**EXERCISE TASK**
Extract every line of the data below that contains the string "like", and reproduce each one unchanged.
● ● ● ● ● ● ●
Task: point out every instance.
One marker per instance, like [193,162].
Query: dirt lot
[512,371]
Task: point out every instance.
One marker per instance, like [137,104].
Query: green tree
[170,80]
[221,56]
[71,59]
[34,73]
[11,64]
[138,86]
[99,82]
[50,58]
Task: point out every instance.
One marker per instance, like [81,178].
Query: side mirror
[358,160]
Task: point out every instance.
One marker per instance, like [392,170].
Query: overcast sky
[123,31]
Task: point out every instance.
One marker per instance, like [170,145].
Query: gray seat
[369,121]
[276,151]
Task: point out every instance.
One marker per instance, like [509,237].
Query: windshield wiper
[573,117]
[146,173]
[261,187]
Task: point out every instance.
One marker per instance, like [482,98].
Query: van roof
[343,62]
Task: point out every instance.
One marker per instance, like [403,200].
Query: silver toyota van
● ● ● ● ● ● ●
**SOLUTION TO THE PROBLEM**
One marker per instance, like [193,162].
One marker per instance, like [137,104].
One marker per instance, like [81,178].
One marker per instance, like [392,170].
One marker per instance, like [170,145].
One marker per instance, like [509,237].
One marker per instance, like [482,98].
One marker per instance, like [403,200].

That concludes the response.